> Problem requirements: Continue the article below on Kondratieff's Long Wave theory, picking up right after its last sentence.

[Page text Boundary: Start]

THE LONG
WAVE THEORY
By
Andrew Nikiforuk
Are we surfing
toward a boom or bust,
according to the Kondratieff clock?
Top
economic pundits have differing views.
WHAT TIME IS IT?
Whenever Calgary investor Keith Conrad
gets a little worried by the chaos
of current events, the affable 66-year-old
grandfather checks his Kondratieff
clock. Now a Kondratieff clock is
an unusual timepiece because its namesake
never lived in Switzerland or tinkered
with clocks. But the dogged Soviet
economist did author a paper in 1926
that suggested that capitalism was
a dynamic force that naturally renewed
itself by expanding and crashing in
50- to 60-year cycles. The dismal
Marxist, who drew upon the earlier
work of other business-cycle pundits,
called his analysis the Long Wave
Cycle.
Many modern investors,
such as Conrad, typically imagine
Kondratieff’s Long Wave as a
12-hour economic clock for simplicity’s
sake. An expansionary up wave usually
occupies the time before early morning
and noon (the peak). After 12, a subtle
or dramatic financial downturn takes
hold that doesn’t bottom out
till around 6 a.m. Conrad, who grew
up in that humongous down wave known
as the Great Depression, sometimes
refers to Kondratieff’s cycle
as an early-warning economic tsunami
system. Right now Conrad is smiling.
He says Kondratieff’s clock
points to about a quarter to 12. “I
think we still have about 10 years
of expansive economic growth left.”
 |
IAN GORDON
BELIEVES THAT
IT IS PAST 'HIGH
NOON' - AN
ECONOMIC
TSUNAMI IS
RISING |
Ian Gordon, a Vancouver
stockbroker and editor of The Long
Wave Analyst, also keeps his eye on
the Kondratieff clock. But unlike
Conrad, Gordon is not smiling. His
clock points to about 15 minutes after
12, which means an economic tsunami
is rising somewhere out there in the
great global marketplace. “I
don’t think there is any doubt
we’ve peaked,” says Gordon.
In fact, Gordon predicts a devastating
economic crash could be in the works,
as well as mighty political changes.
“It’s the end of the U.S.
hegemony as the world’s financial
and political leader and the end of
the dollar as reserve currency.”
So how can two investors
using the same economic clock come
up with completely different times?
Well, it all depends on how you read
Kondratieff, and as any Kondratieff
watcher will tell you, the economist’s
Long Wave is just a big-picture take
on things. “It doesn’t
tell you which stocks to buy or sell,
and it doesn’t mean you are
always right,” explains Conrad.
Consequently, Kondratieff’s
work lends itself to different interpretations
and, fundamentally, two different
takes on where our economy is headed.

[Page text Boundary: End]
[Supplied data Boundary: Start]

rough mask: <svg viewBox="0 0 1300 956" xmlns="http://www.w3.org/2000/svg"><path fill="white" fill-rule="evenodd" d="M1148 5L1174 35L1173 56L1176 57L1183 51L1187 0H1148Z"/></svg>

[Supplied data Boundary: End]

> Answer section:
Let’s begin
with a few details about this Kondratieff
fellow. Nikolai Kondratieff was born
in 1892 in St. Petersburg and majored
in history and farm statistics. He
survived the revolution to become
head of the Conjecture Institute,
where Soviet number crunchers studied
capitalist crises. During the 1920s,Kondratieff
did a lot of number crunching on his
own and studied the price of wheat,
the consumption of coal and the weekly
wages of cotton workers in Europe
and the United States. His data covered
a 140-year period beginning in the
1780s. He discovered that capitalist
economies peaked and crashed in three
regular waves that lasted on average
54 years. During each wave, the economy
expanded, ultimately overshot itself
and then corrected its excesses with
a major recession or depression only
to start all over again.
Wars, technological
innovations and agricultural depressions
all played roles in defining these
recurring cycles. By examining peaks
and lows in the 17th and 18th centuries,
Kondratieff pretty well predicted
the Great Depression as early as 1924.
He also astounded his peers by asserting
that capitalism had the capacity to
regenerate itself.
Kondratieff’s
revelations, however, didn’t
win him any friends in the Soviet
Union, nor did his opposition to collectivism.
Fellow Marxists called his work “wrong
and reactionary” and argued
that capitalism was surely an economic
deadbeat. Kondratieff said the facts
suggested otherwise. The Long Wave
had its own rhythm and self-correcting
manner, he added. By 1928, Kondratieff
had made so many political waves that
he lost his job. In 1930, he became
an unwilling performer in one of Stalin’s
great show trials. The author of the
“vulgar bourgeois theory of
crises and economic cycles”
spent the rest of his life in solitary
confinement in a Siberian Gulag, where
he died in 1938.
Ever since then,
economists and social scientists have
quibbled, revised, debunked or amended
Kondratieff’s cycle. The famous
Harvard economist Joseph Schumpeter,
for example, championed the Russian’s
work but with an added twist. Schumpeter
believed that a cluster of innovative
technologies primarily drove the beginning
of each wave by creating their own
industrial revolutions. Once introduced,
these technologies diffused, saturated
and then overwhelmed the market place
only to be succeeded by another wave
of innovation.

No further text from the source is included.